_EXERCISE GOAL_
Reproduce the material below verbatim, keeping every line unchanged.

=======

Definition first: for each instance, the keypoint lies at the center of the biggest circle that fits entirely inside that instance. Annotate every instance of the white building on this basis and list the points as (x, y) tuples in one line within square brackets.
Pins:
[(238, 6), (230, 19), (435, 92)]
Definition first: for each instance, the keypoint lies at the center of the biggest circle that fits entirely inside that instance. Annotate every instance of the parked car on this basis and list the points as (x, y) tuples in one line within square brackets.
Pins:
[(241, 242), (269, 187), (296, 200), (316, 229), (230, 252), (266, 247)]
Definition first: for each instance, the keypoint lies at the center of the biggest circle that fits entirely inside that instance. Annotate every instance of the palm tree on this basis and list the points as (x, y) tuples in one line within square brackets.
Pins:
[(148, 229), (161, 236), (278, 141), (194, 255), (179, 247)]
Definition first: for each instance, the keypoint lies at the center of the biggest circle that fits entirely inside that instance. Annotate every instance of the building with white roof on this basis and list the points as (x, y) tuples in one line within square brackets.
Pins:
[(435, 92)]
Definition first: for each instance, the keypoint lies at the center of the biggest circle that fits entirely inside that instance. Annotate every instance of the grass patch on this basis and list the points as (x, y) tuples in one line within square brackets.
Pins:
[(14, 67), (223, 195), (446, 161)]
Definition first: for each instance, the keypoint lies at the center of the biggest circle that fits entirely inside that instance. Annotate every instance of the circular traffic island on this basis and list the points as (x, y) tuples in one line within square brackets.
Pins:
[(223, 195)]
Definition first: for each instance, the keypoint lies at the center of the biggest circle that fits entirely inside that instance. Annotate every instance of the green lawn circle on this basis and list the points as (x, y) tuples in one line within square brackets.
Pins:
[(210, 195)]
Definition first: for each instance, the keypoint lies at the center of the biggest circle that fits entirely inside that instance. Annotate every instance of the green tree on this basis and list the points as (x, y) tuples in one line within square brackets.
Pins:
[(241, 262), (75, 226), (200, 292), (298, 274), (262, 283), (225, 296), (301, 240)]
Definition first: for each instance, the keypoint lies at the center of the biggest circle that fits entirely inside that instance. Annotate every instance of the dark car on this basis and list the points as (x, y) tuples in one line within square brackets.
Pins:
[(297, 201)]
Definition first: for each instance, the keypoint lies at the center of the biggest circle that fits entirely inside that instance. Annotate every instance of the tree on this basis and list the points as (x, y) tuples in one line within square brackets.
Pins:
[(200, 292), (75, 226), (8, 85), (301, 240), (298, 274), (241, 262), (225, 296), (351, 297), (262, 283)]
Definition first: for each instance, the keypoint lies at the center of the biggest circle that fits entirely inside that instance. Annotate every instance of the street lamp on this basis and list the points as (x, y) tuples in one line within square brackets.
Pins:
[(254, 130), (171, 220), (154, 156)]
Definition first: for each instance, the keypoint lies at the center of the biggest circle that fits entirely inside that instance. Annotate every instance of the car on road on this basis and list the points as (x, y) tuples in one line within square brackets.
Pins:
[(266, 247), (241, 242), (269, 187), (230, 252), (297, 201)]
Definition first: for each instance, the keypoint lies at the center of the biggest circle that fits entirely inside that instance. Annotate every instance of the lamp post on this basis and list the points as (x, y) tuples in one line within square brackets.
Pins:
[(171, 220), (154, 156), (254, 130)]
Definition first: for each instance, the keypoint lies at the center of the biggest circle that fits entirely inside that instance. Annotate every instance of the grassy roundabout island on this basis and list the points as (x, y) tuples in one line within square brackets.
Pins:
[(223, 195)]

=======

_ANSWER FOR THE TASK_
Definition first: for each instance, the keypoint lies at the center of the biggest circle that fits entirely inside that instance. Annotate every instance of the white building on this basis and list the points as (x, y) tuples in one line within square brackets.
Pins:
[(238, 6), (230, 19), (435, 92)]
Definition first: for each instance, the keypoint lies at the center of the biggest circle that fits entirely inside that instance. Annotate every instance of the parked car on this basis and list the points as (x, y) tuples in one line within square brackets.
Pins:
[(241, 242), (269, 187), (296, 200), (316, 229), (230, 252), (266, 247)]
Definition first: for each instance, the keypoint lies at the center of the biggest circle that fits entirely inside that instance. Annotate every instance of the palm tree on this basis and list the points as (x, y) tuples in one line within square brackets.
Pins:
[(148, 229), (161, 236), (278, 141), (194, 255), (179, 247)]
Definition first: for each instance, the keypoint lies at the center of the biggest circle that fits entirely inside that instance. Annotate every instance of the building with white roof on this basis and list the points as (x, y) tuples in one line within square brackets.
Pins:
[(435, 92)]
Definition first: for each instance, the keypoint lies at the center of the biggest circle that fits entirely inside that instance. Annotate every instance of the grass patch on this basis and list the points as (x, y) tuples in one line within square brackets.
Pins:
[(14, 67), (223, 195), (446, 161)]
Definition first: for each instance, the keypoint lies at the center of the biggest circle that fits entirely inside that instance. Annotate every instance of the circular traffic island on this basis and list the points as (x, y) tuples in one line within square brackets.
Pins:
[(223, 195)]
Definition first: for each instance, the keypoint lies at the center of the biggest circle that fits entirely inside that instance. Annotate every instance of the green lawn circle on this basis and list the points as (x, y) tuples in one line within square brackets.
Pins:
[(210, 195)]
Definition first: for each instance, the keypoint lies at the center of the biggest circle that fits entirely inside that instance. Annotate every instance of the green tree on this basis and list the points as (x, y) tuples in one line within square brackets.
Pins:
[(241, 262), (75, 226), (200, 292), (298, 274), (262, 283), (225, 296), (301, 240)]
Definition first: for each instance, the keypoint lies at the center of the biggest circle that fits entirely inside that instance. Annotate every instance of the dark car on this basis and list the points as (x, y) tuples in one line within square brackets.
Pins:
[(297, 201)]
Definition first: for each instance, the keypoint lies at the center of the biggest circle that fits entirely inside that instance. Annotate every instance of the tree on this basis and list the points as (x, y) tuples in one line within square brackets.
Pins:
[(200, 292), (75, 226), (8, 85), (301, 240), (298, 274), (241, 262), (225, 296), (351, 297), (262, 283)]
Definition first: for each instance, the keypoint lies at the center of the biggest circle that fits entirely inside that instance. Annotate every instance of the street lamp on this basis and list the points as (x, y) tuples in one line within square brackets.
Pins:
[(254, 130), (171, 220), (154, 156)]
Definition first: for each instance, the keypoint lies at the center of the biggest circle that fits entirely inside that instance. Annotate every instance of the car on road on this basis and list the points as (x, y) tuples in one line within square brackets.
Pins:
[(266, 247), (241, 242), (269, 187), (230, 252), (297, 201)]
Definition first: for each instance, the keypoint lies at the center of the biggest circle that fits entirely inside that instance. Annotate every instance of the lamp post on this basis and list the points as (x, y) tuples in one line within square brackets.
Pins:
[(171, 220), (154, 156), (254, 130)]
Definition first: for each instance, the keypoint lies at the center of the biggest circle that fits entirely inside that instance. Annotate every instance of the grassy roundabout island on this basis and list the points as (x, y) tuples in one line within square brackets.
Pins:
[(223, 195)]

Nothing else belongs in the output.